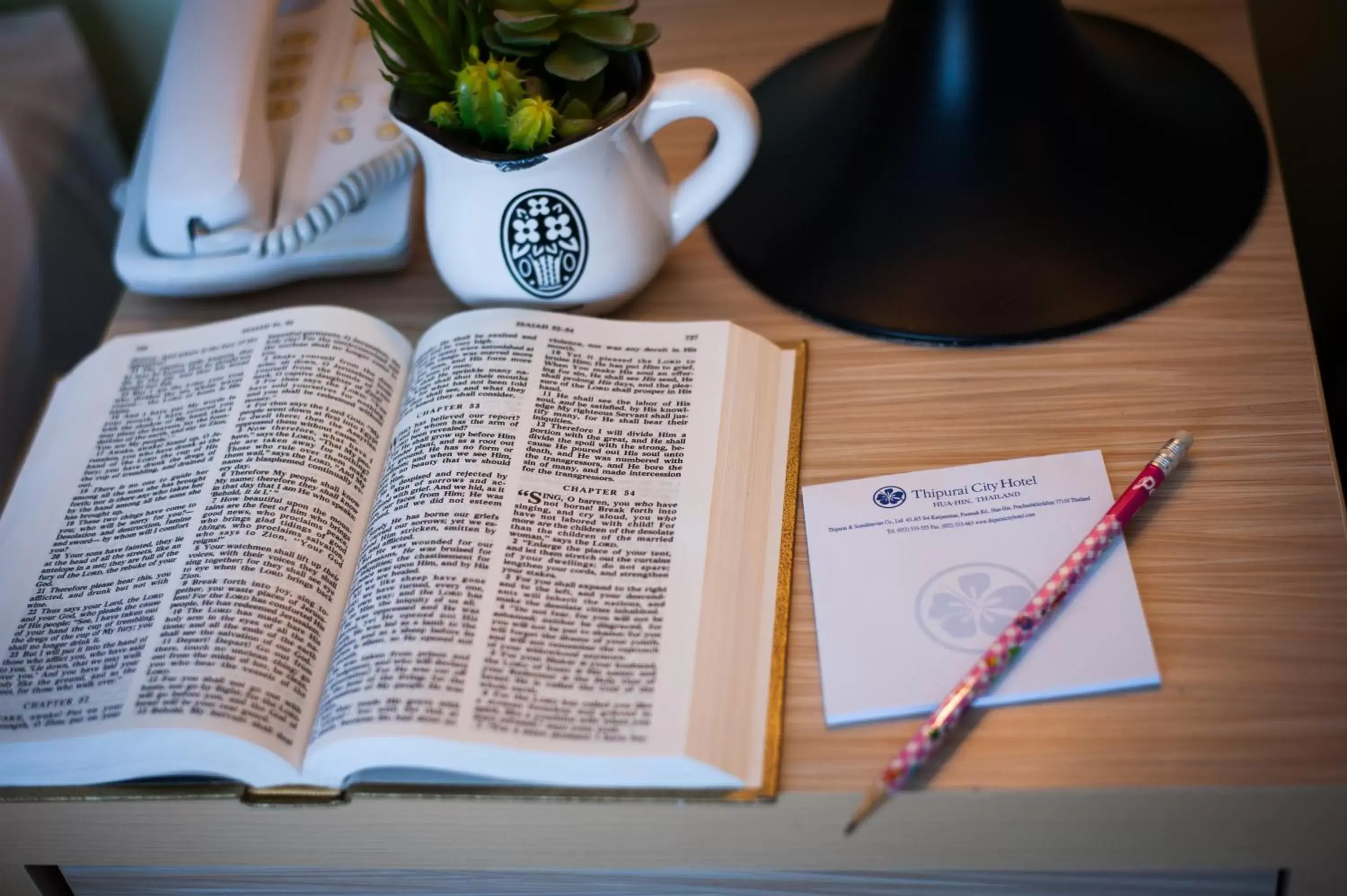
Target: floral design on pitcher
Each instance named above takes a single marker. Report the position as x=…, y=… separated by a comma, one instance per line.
x=969, y=606
x=545, y=243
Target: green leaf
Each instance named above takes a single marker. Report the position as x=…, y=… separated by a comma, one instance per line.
x=613, y=33
x=577, y=110
x=568, y=128
x=603, y=7
x=646, y=34
x=406, y=48
x=391, y=65
x=535, y=87
x=431, y=35
x=491, y=37
x=588, y=92
x=576, y=60
x=512, y=37
x=526, y=21
x=396, y=13
x=616, y=104
x=423, y=84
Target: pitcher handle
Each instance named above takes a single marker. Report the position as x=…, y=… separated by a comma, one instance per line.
x=702, y=93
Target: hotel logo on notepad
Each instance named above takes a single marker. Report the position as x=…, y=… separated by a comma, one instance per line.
x=968, y=606
x=889, y=496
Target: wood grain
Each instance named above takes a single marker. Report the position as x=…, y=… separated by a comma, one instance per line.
x=1241, y=562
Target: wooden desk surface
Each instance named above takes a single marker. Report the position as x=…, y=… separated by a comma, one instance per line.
x=1242, y=561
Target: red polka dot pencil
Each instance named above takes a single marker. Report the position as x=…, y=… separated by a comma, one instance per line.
x=1016, y=638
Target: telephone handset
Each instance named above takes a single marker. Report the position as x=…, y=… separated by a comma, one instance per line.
x=269, y=131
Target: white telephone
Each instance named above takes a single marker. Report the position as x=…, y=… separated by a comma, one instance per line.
x=269, y=154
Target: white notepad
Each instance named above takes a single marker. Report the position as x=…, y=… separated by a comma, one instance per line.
x=916, y=573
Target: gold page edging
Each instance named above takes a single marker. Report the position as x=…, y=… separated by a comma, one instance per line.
x=784, y=571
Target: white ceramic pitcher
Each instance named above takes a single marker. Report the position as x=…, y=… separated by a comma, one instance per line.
x=588, y=225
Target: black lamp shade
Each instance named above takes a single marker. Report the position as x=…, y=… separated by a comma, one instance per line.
x=984, y=171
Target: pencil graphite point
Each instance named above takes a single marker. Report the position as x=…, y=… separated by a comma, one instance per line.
x=873, y=799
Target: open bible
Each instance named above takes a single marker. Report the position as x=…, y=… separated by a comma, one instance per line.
x=293, y=549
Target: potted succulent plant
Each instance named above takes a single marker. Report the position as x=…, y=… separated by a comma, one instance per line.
x=533, y=119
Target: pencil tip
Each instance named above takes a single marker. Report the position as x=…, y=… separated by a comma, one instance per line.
x=873, y=798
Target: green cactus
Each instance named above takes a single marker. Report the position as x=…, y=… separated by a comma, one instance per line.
x=423, y=44
x=533, y=123
x=444, y=115
x=429, y=49
x=488, y=93
x=576, y=35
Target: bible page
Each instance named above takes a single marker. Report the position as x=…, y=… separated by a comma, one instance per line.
x=527, y=600
x=176, y=554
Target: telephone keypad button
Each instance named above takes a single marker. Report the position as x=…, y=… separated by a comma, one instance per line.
x=293, y=62
x=281, y=110
x=298, y=41
x=286, y=84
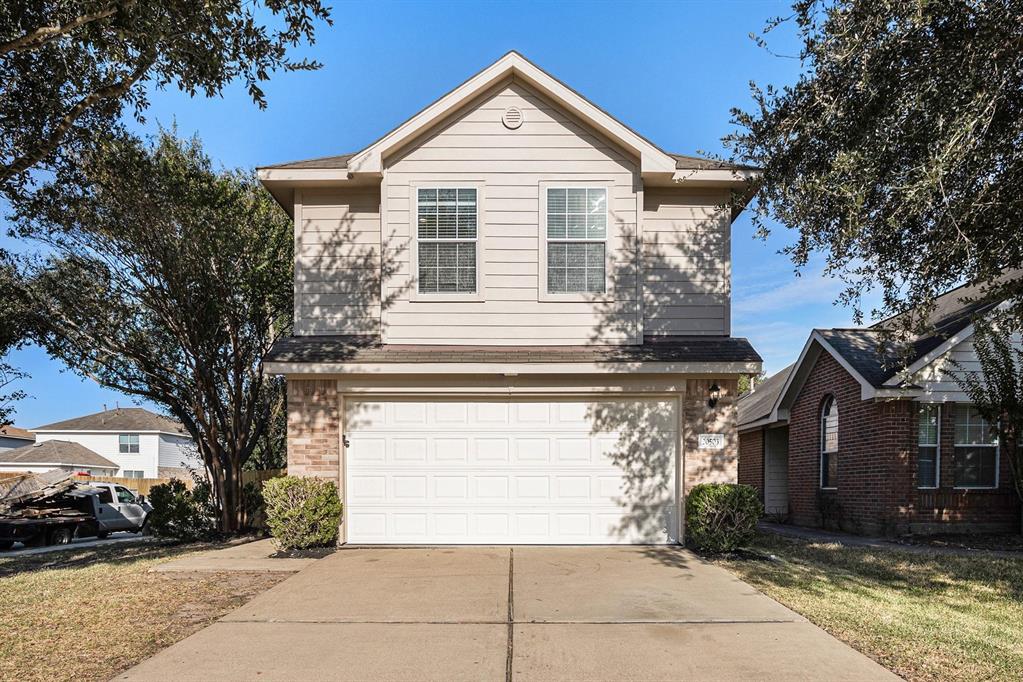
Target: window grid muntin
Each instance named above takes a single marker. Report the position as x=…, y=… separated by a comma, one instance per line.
x=577, y=235
x=929, y=446
x=447, y=232
x=829, y=443
x=975, y=452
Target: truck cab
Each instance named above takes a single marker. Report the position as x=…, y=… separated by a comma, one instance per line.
x=119, y=508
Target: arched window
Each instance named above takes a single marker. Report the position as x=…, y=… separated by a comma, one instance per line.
x=829, y=443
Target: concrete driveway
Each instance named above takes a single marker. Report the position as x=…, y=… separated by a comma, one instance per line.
x=501, y=614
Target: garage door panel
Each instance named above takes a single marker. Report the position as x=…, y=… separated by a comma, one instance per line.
x=505, y=471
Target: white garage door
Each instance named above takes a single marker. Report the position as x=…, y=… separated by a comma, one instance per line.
x=512, y=471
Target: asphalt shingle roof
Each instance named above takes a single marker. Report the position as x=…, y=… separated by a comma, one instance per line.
x=55, y=453
x=119, y=419
x=759, y=404
x=344, y=350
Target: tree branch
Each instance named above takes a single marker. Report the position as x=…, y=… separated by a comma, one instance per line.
x=46, y=146
x=43, y=35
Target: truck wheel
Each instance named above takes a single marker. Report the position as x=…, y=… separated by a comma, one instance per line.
x=60, y=536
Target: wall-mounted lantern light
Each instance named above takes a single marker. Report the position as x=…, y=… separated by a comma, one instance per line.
x=715, y=394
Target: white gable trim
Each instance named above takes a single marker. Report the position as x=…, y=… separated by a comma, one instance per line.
x=513, y=64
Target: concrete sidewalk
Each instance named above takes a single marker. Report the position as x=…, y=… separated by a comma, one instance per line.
x=250, y=556
x=501, y=614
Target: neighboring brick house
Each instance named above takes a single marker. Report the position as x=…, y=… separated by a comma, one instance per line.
x=512, y=322
x=842, y=439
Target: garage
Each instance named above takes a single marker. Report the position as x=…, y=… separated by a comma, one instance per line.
x=512, y=470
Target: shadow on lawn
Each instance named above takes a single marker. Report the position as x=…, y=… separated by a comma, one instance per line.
x=108, y=554
x=806, y=565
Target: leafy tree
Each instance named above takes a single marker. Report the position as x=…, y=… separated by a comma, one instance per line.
x=897, y=153
x=996, y=391
x=168, y=280
x=69, y=69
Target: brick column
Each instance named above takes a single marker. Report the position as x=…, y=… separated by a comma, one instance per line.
x=313, y=428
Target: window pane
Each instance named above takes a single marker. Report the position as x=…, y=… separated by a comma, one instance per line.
x=447, y=267
x=927, y=466
x=556, y=200
x=975, y=465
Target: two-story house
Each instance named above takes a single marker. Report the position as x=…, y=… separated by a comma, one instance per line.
x=512, y=322
x=128, y=442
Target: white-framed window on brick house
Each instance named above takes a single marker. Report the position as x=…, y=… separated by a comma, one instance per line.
x=975, y=456
x=829, y=443
x=128, y=444
x=447, y=244
x=929, y=446
x=574, y=240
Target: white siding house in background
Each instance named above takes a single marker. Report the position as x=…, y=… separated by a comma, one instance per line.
x=142, y=444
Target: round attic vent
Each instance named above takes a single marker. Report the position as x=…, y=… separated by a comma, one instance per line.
x=512, y=118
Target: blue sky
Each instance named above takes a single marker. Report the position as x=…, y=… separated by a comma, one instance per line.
x=670, y=71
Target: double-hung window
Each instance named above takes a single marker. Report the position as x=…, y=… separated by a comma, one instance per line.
x=928, y=458
x=976, y=452
x=829, y=443
x=446, y=239
x=576, y=239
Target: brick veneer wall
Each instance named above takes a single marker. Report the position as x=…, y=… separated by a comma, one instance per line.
x=877, y=490
x=751, y=459
x=313, y=423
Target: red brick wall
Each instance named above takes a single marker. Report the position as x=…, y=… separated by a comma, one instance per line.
x=751, y=459
x=313, y=423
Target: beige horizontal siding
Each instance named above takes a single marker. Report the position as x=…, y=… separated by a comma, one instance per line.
x=338, y=262
x=686, y=262
x=475, y=146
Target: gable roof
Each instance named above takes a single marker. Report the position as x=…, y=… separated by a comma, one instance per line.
x=55, y=453
x=119, y=419
x=757, y=405
x=14, y=432
x=369, y=161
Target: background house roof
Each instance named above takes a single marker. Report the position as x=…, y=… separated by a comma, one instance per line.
x=14, y=432
x=119, y=419
x=760, y=403
x=350, y=350
x=56, y=453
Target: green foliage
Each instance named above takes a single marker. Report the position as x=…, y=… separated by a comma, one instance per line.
x=71, y=69
x=721, y=517
x=302, y=512
x=996, y=391
x=182, y=513
x=897, y=152
x=169, y=280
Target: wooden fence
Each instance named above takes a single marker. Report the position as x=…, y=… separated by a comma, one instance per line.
x=143, y=486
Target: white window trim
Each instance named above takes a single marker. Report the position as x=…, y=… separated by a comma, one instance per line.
x=138, y=444
x=820, y=447
x=936, y=446
x=997, y=459
x=454, y=297
x=610, y=242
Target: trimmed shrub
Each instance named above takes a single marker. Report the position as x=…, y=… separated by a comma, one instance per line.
x=721, y=517
x=302, y=512
x=182, y=513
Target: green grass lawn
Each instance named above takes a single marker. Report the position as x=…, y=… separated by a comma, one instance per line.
x=923, y=617
x=91, y=614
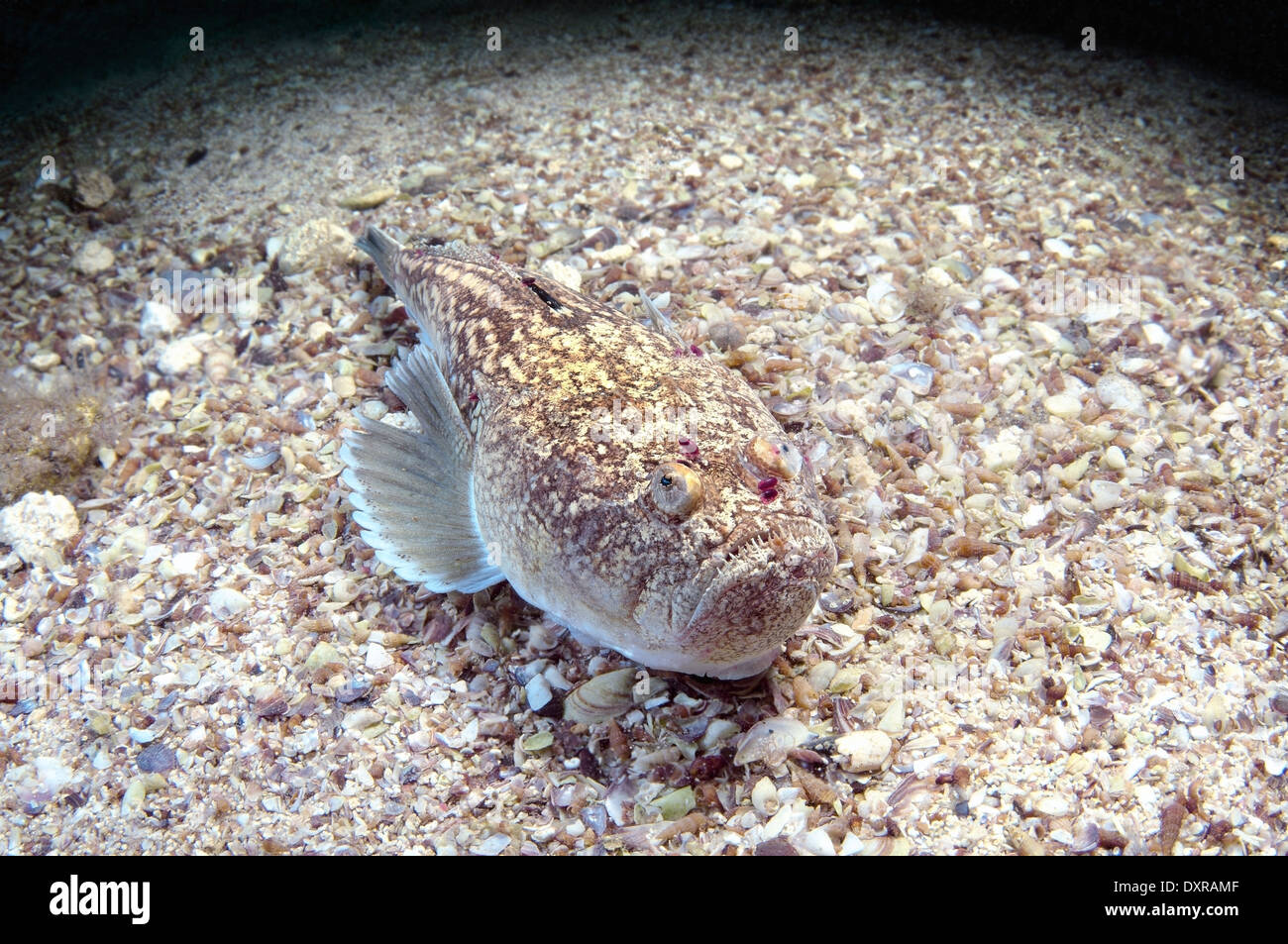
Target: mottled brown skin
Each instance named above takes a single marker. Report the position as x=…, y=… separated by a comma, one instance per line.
x=570, y=519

-.-.-

PROBLEM: Repeat word for word the lines above that run from the line containing "Target: pitcher handle" through the line containing "Target: wooden desk surface", both ends included, and nothing else.

OUTPUT FOR THIS EXERCISE:
Target: pitcher handle
Each instance named above takes a single marker. Report the position as x=…, y=… separated by a comma, one instance per line.
x=702, y=93
Target: hotel logo on notepad
Each instance named above takes a single marker. Report the position as x=…, y=… separated by a comma, one instance per line.
x=968, y=606
x=889, y=496
Target: wood grain
Each instance named above takes a single marker. Report the position as x=…, y=… separated by a comma, one instance per line.
x=1241, y=562
Target: wooden desk surface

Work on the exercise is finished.